§ WHAT THE TASK ASKS:
Render the items as a two-column CSV with columns item_text and answer, one row per item, starting at the beginning of the items and ending at the line containing "[(473, 130)]". Put each item's text and its answer in their own quoted field, with line breaks replaced by spaces.
** Start INPUT **
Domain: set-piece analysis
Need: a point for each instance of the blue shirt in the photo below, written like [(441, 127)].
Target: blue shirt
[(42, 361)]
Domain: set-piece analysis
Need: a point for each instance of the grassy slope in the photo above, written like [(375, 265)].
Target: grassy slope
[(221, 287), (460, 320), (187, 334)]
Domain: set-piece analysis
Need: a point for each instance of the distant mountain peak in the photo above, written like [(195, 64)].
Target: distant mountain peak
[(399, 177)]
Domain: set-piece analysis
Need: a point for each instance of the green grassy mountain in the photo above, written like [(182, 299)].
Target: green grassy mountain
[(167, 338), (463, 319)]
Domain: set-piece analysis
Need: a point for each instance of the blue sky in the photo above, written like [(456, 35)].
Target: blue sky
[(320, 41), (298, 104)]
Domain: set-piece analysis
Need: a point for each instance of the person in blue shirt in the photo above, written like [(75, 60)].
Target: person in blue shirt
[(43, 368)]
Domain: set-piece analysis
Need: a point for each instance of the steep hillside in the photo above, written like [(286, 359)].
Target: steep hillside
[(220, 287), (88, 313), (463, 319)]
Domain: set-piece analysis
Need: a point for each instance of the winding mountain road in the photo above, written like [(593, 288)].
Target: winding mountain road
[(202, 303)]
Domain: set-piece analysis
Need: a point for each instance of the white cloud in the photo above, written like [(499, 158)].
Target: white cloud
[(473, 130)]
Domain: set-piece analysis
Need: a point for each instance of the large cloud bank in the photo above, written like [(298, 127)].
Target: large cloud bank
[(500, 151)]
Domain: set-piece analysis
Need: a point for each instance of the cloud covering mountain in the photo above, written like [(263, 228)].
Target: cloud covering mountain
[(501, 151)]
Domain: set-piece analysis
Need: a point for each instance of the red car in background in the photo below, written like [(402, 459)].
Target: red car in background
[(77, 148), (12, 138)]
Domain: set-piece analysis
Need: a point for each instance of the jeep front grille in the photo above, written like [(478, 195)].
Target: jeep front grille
** End INPUT **
§ FINISHED EXERCISE:
item_text,answer
"Domain: set-piece analysis Need: a point for each instance of the blue shirt in the photo below, written like [(441, 127)]. Target: blue shirt","[(42, 361)]"
"Domain: set-piece analysis Need: a point for each instance of the grassy slope in the photo above, written like [(375, 265)]. Target: grassy slope","[(221, 287), (460, 320), (187, 334)]"
"Domain: set-piece analysis Need: a point for each instance of the distant mountain peak in the photo above, written like [(195, 64)]. Target: distant mountain peak","[(399, 177)]"
"Domain: set-piece analysis Need: a point for each instance of the green grassy mountain in the photo above, written like [(182, 299)]. Target: green grassy mountain","[(167, 338), (463, 319)]"
"Domain: set-piece analysis Need: a point for each instance of the blue sky in the photo above, written like [(456, 35)]. Target: blue sky","[(320, 41), (298, 104)]"
"Domain: set-piece analysis Need: a point for each instance of the person in blue shirt in the photo above, written like [(75, 60)]. Target: person in blue shirt","[(43, 368)]"
"Domain: set-piece analysis Need: a point for each instance of the steep hillside in the photo above, written like [(286, 359)]. Target: steep hillside","[(220, 287), (88, 313), (463, 319)]"
"Domain: set-piece analysis Need: a point for each instance of the winding mountain road in the photo above, written like [(593, 288)]. Target: winding mountain road","[(202, 303)]"
"Domain: set-piece analysis Need: a point for each instance of the white cloud in the photo above, written like [(499, 158)]. Target: white cloud","[(473, 130)]"